▸ Set problem: Report every line of the listing below that contains the string "long", treating uppercase and lowercase letters as different.

Records excerpted from a collection:
----------

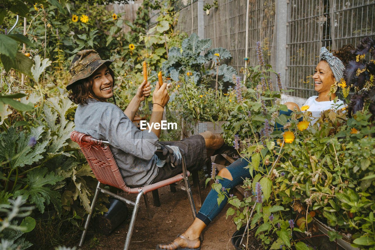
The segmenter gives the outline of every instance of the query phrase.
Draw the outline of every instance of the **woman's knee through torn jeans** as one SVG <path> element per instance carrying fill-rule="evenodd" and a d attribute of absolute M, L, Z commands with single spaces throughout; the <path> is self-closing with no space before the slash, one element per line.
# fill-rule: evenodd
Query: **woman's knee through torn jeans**
<path fill-rule="evenodd" d="M 280 111 L 279 115 L 285 114 L 290 116 L 292 112 L 290 110 L 288 110 L 287 111 Z M 300 119 L 302 120 L 302 118 Z M 274 130 L 281 130 L 284 132 L 284 126 L 276 123 L 275 124 Z M 226 167 L 226 169 L 231 173 L 233 181 L 226 178 L 219 180 L 219 183 L 221 184 L 222 187 L 226 189 L 229 189 L 228 191 L 225 192 L 226 195 L 225 196 L 224 200 L 220 203 L 220 206 L 218 205 L 218 193 L 213 189 L 211 189 L 202 204 L 201 209 L 197 214 L 197 218 L 204 222 L 206 225 L 208 225 L 219 214 L 228 201 L 229 192 L 232 191 L 234 187 L 242 183 L 246 177 L 251 178 L 249 169 L 244 168 L 249 164 L 249 162 L 251 162 L 251 160 L 249 159 L 242 158 Z M 254 171 L 253 176 L 255 176 L 256 174 Z"/>

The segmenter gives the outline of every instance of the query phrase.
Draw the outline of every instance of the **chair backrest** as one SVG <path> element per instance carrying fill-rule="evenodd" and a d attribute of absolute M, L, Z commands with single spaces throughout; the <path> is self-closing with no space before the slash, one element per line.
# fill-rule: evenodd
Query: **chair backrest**
<path fill-rule="evenodd" d="M 129 192 L 109 146 L 102 140 L 74 131 L 70 139 L 80 146 L 96 179 L 106 184 Z"/>

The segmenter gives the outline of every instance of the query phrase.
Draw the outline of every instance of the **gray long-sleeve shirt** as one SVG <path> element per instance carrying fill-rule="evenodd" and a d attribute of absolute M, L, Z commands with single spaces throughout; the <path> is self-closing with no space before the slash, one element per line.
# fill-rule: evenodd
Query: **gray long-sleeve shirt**
<path fill-rule="evenodd" d="M 154 133 L 141 131 L 122 110 L 109 102 L 89 99 L 75 112 L 75 130 L 109 142 L 111 149 L 126 185 L 148 185 L 158 175 L 160 144 Z"/>

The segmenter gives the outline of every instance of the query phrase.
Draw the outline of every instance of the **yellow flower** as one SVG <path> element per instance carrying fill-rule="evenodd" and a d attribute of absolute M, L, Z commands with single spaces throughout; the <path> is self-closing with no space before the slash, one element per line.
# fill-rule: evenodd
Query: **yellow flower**
<path fill-rule="evenodd" d="M 300 131 L 303 131 L 309 127 L 309 122 L 307 121 L 301 121 L 297 124 L 297 127 Z"/>
<path fill-rule="evenodd" d="M 290 131 L 284 132 L 283 137 L 284 137 L 285 143 L 291 143 L 294 140 L 294 134 Z"/>
<path fill-rule="evenodd" d="M 74 15 L 72 16 L 72 21 L 74 23 L 76 23 L 78 21 L 78 16 L 76 15 Z"/>
<path fill-rule="evenodd" d="M 82 23 L 86 23 L 88 21 L 88 17 L 87 17 L 86 15 L 82 15 L 82 16 L 81 17 L 81 18 L 80 19 Z"/>
<path fill-rule="evenodd" d="M 301 107 L 301 111 L 304 111 L 305 110 L 307 110 L 309 108 L 310 108 L 310 106 L 309 106 L 308 105 L 304 105 Z"/>
<path fill-rule="evenodd" d="M 351 130 L 350 131 L 351 134 L 359 134 L 359 131 L 356 129 L 355 128 L 352 128 L 350 130 Z"/>

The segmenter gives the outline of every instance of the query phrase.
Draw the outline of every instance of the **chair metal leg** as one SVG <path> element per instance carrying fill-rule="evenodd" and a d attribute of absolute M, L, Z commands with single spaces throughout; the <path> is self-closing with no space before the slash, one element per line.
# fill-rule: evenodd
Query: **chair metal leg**
<path fill-rule="evenodd" d="M 150 203 L 148 203 L 148 198 L 147 196 L 147 194 L 143 194 L 143 198 L 144 198 L 144 203 L 146 204 L 146 210 L 147 210 L 147 213 L 148 215 L 148 218 L 151 220 L 152 218 L 153 215 L 151 214 L 151 211 L 150 209 Z"/>
<path fill-rule="evenodd" d="M 130 239 L 132 238 L 133 229 L 134 227 L 135 217 L 137 216 L 137 213 L 138 212 L 138 209 L 140 206 L 140 200 L 141 199 L 141 197 L 143 195 L 143 190 L 141 190 L 141 191 L 138 193 L 136 199 L 135 199 L 135 204 L 134 205 L 134 209 L 133 210 L 133 213 L 132 214 L 132 218 L 130 220 L 130 223 L 129 224 L 129 229 L 128 230 L 128 234 L 126 235 L 126 239 L 125 242 L 125 245 L 124 246 L 124 250 L 128 250 L 129 249 L 129 245 L 130 245 Z"/>
<path fill-rule="evenodd" d="M 185 163 L 185 157 L 182 157 L 182 173 L 183 175 L 184 181 L 185 181 L 186 193 L 188 193 L 188 198 L 189 198 L 189 200 L 190 203 L 191 211 L 193 213 L 193 216 L 195 218 L 196 216 L 196 210 L 195 210 L 195 206 L 194 204 L 194 199 L 193 199 L 193 195 L 191 193 L 190 184 L 189 183 L 189 177 L 186 175 L 186 165 Z"/>
<path fill-rule="evenodd" d="M 95 194 L 94 194 L 94 198 L 93 199 L 91 203 L 91 211 L 87 215 L 87 218 L 86 219 L 86 222 L 85 223 L 85 229 L 82 233 L 82 235 L 81 236 L 81 239 L 80 240 L 80 244 L 78 246 L 80 247 L 82 246 L 83 244 L 83 241 L 85 240 L 85 237 L 86 236 L 86 233 L 87 232 L 87 228 L 88 228 L 88 223 L 90 222 L 90 219 L 91 218 L 91 215 L 92 214 L 93 211 L 95 207 L 95 203 L 96 202 L 96 199 L 98 198 L 98 195 L 99 193 L 98 189 L 100 187 L 100 182 L 98 182 L 98 185 L 96 185 L 96 188 L 95 190 Z"/>
<path fill-rule="evenodd" d="M 160 206 L 160 200 L 159 199 L 159 192 L 157 189 L 151 191 L 152 193 L 152 199 L 154 201 L 154 206 Z"/>

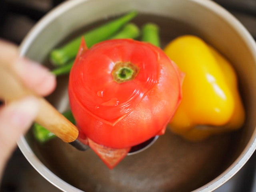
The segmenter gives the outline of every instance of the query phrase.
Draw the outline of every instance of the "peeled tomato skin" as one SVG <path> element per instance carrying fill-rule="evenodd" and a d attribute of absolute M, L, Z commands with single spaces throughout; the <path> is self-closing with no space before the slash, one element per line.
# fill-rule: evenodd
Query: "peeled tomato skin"
<path fill-rule="evenodd" d="M 76 100 L 69 88 L 70 106 L 80 131 L 100 144 L 114 148 L 135 146 L 164 133 L 182 98 L 182 75 L 176 64 L 160 48 L 148 44 L 158 53 L 158 82 L 147 92 L 132 111 L 114 126 L 95 118 Z M 83 114 L 82 118 L 81 114 Z"/>

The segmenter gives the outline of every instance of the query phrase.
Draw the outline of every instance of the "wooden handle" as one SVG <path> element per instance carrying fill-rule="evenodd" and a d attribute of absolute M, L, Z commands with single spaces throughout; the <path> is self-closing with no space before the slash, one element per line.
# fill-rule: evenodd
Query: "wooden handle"
<path fill-rule="evenodd" d="M 45 99 L 25 86 L 11 64 L 0 63 L 0 98 L 11 102 L 32 95 L 40 101 L 36 122 L 65 142 L 72 142 L 77 138 L 78 131 L 74 125 Z"/>

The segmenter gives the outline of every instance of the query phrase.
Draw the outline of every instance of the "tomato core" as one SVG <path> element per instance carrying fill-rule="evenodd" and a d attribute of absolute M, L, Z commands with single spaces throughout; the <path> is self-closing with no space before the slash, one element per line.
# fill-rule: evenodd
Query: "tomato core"
<path fill-rule="evenodd" d="M 122 83 L 134 79 L 140 70 L 139 68 L 130 62 L 118 62 L 116 64 L 112 71 L 114 80 L 118 83 Z"/>

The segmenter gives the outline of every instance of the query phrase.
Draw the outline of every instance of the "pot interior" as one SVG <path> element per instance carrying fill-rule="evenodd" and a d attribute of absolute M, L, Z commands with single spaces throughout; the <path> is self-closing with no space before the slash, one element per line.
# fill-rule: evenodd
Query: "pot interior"
<path fill-rule="evenodd" d="M 120 5 L 124 2 L 120 1 L 118 3 L 114 1 L 110 1 L 110 3 L 116 3 L 118 7 L 121 7 Z M 138 1 L 141 2 L 145 1 Z M 166 1 L 162 1 L 164 4 L 166 3 Z M 96 7 L 97 4 L 95 3 L 93 5 L 92 4 L 94 2 L 98 2 L 100 1 L 88 1 L 88 6 Z M 204 26 L 202 24 L 203 21 L 199 21 L 198 24 L 194 24 L 192 20 L 184 20 L 185 16 L 179 18 L 178 14 L 175 16 L 172 16 L 172 14 L 167 16 L 163 15 L 165 14 L 162 14 L 165 13 L 165 11 L 163 11 L 161 14 L 156 14 L 154 12 L 155 11 L 147 11 L 146 12 L 144 10 L 148 8 L 147 7 L 150 5 L 153 10 L 153 6 L 155 6 L 154 1 L 149 2 L 151 2 L 148 3 L 150 4 L 151 3 L 151 5 L 147 5 L 147 7 L 138 9 L 141 9 L 140 13 L 133 22 L 140 26 L 149 22 L 157 24 L 160 29 L 162 48 L 179 36 L 194 34 L 214 46 L 232 62 L 238 75 L 241 92 L 246 108 L 246 122 L 244 127 L 238 131 L 213 136 L 198 142 L 186 141 L 172 133 L 167 129 L 166 134 L 160 136 L 152 146 L 139 154 L 126 157 L 113 170 L 108 169 L 92 150 L 78 151 L 58 138 L 40 144 L 35 140 L 32 132 L 29 132 L 26 136 L 26 140 L 40 160 L 59 178 L 82 190 L 102 192 L 191 191 L 210 182 L 228 168 L 241 153 L 254 131 L 256 123 L 253 115 L 255 113 L 256 107 L 253 98 L 256 93 L 255 90 L 250 87 L 255 86 L 256 82 L 255 66 L 252 56 L 250 57 L 245 43 L 240 43 L 240 42 L 243 42 L 241 38 L 238 37 L 239 39 L 235 40 L 236 42 L 229 42 L 230 38 L 221 42 L 222 38 L 218 37 L 227 35 L 227 32 L 222 35 L 216 34 L 214 33 L 218 30 L 213 29 L 211 32 L 214 34 L 211 35 L 209 32 L 210 29 L 204 29 Z M 138 4 L 141 3 L 136 5 L 135 1 L 133 2 L 132 5 L 131 3 L 126 7 L 127 10 L 136 8 L 138 9 Z M 101 3 L 106 4 L 102 1 Z M 84 5 L 85 3 L 81 6 L 84 5 L 84 8 L 86 8 Z M 176 4 L 179 4 L 179 3 Z M 180 6 L 189 5 L 189 4 L 184 2 L 184 4 Z M 110 17 L 102 19 L 104 14 L 112 15 L 108 14 L 111 12 L 109 6 L 106 4 L 106 6 L 104 8 L 101 6 L 99 7 L 101 8 L 99 8 L 100 10 L 91 11 L 94 13 L 101 12 L 99 12 L 101 11 L 104 13 L 102 15 L 97 16 L 98 18 L 96 17 L 93 22 L 91 20 L 92 19 L 88 19 L 86 24 L 84 22 L 78 24 L 77 22 L 75 27 L 73 28 L 72 25 L 69 24 L 67 24 L 68 27 L 63 26 L 67 25 L 63 25 L 64 18 L 68 16 L 62 16 L 62 17 L 53 20 L 38 33 L 25 55 L 40 62 L 44 61 L 44 64 L 50 67 L 48 54 L 52 48 L 113 18 Z M 158 4 L 156 6 L 157 11 L 157 11 L 160 6 Z M 191 14 L 193 15 L 196 13 L 193 12 L 194 7 L 191 7 Z M 172 8 L 168 8 L 172 10 Z M 67 15 L 71 12 L 72 9 L 67 13 Z M 122 12 L 124 9 L 119 10 Z M 207 9 L 205 9 L 204 11 L 208 11 Z M 199 12 L 198 14 L 202 14 L 200 12 L 204 10 L 203 8 L 199 9 L 197 11 Z M 118 12 L 116 11 L 115 13 L 119 13 Z M 216 18 L 216 21 L 220 19 L 213 13 L 209 14 L 205 16 L 210 17 L 212 14 Z M 75 16 L 73 16 L 72 18 L 75 19 Z M 223 21 L 221 22 L 224 23 Z M 223 25 L 220 29 L 221 31 L 225 28 L 231 28 L 228 24 L 223 25 L 224 24 L 226 26 Z M 54 27 L 54 24 L 56 25 Z M 214 23 L 212 24 L 218 26 L 219 24 Z M 212 26 L 209 27 L 214 28 Z M 56 28 L 59 28 L 58 34 L 56 34 Z M 67 29 L 68 32 L 67 32 Z M 50 30 L 50 32 L 49 31 Z M 234 29 L 230 30 L 230 36 L 238 36 Z M 43 44 L 43 42 L 46 43 Z M 234 55 L 237 51 L 237 43 L 240 43 L 238 44 L 242 50 L 240 54 Z M 227 45 L 229 44 L 230 47 Z M 38 55 L 35 54 L 36 52 L 42 54 Z M 47 99 L 60 111 L 64 112 L 69 108 L 67 92 L 68 76 L 59 77 L 57 80 L 56 90 Z"/>

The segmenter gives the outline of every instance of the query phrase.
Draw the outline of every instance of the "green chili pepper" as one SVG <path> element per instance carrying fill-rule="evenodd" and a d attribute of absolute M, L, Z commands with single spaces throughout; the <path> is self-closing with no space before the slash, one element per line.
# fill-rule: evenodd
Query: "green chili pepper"
<path fill-rule="evenodd" d="M 76 124 L 76 120 L 71 110 L 67 111 L 62 114 L 72 123 Z M 33 133 L 36 140 L 42 143 L 56 137 L 53 133 L 36 123 L 34 124 Z"/>
<path fill-rule="evenodd" d="M 137 14 L 137 12 L 132 11 L 85 33 L 84 35 L 87 46 L 90 48 L 113 35 Z M 78 37 L 66 45 L 52 50 L 50 57 L 53 64 L 57 66 L 62 66 L 74 58 L 79 48 L 81 38 L 81 37 Z"/>
<path fill-rule="evenodd" d="M 128 23 L 123 28 L 110 39 L 134 39 L 140 35 L 140 29 L 133 23 Z M 63 66 L 60 66 L 52 71 L 52 72 L 57 76 L 68 74 L 72 68 L 74 60 L 72 60 Z"/>
<path fill-rule="evenodd" d="M 130 23 L 125 25 L 122 29 L 109 39 L 136 39 L 140 35 L 140 29 L 134 24 Z"/>
<path fill-rule="evenodd" d="M 152 23 L 145 24 L 142 27 L 142 40 L 160 47 L 159 28 L 158 26 Z"/>

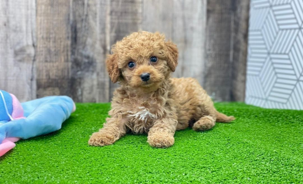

----------

▸ Solution:
Draw the outline of every instance of the **gray long-sleeve shirt** as one SVG <path> element per instance carrying fill-rule="evenodd" and a d attribute of absolute M, L, Z commands with single spaces throughout; the <path> is self-closing with no space before the slash, one element per line.
Query: **gray long-sleeve shirt**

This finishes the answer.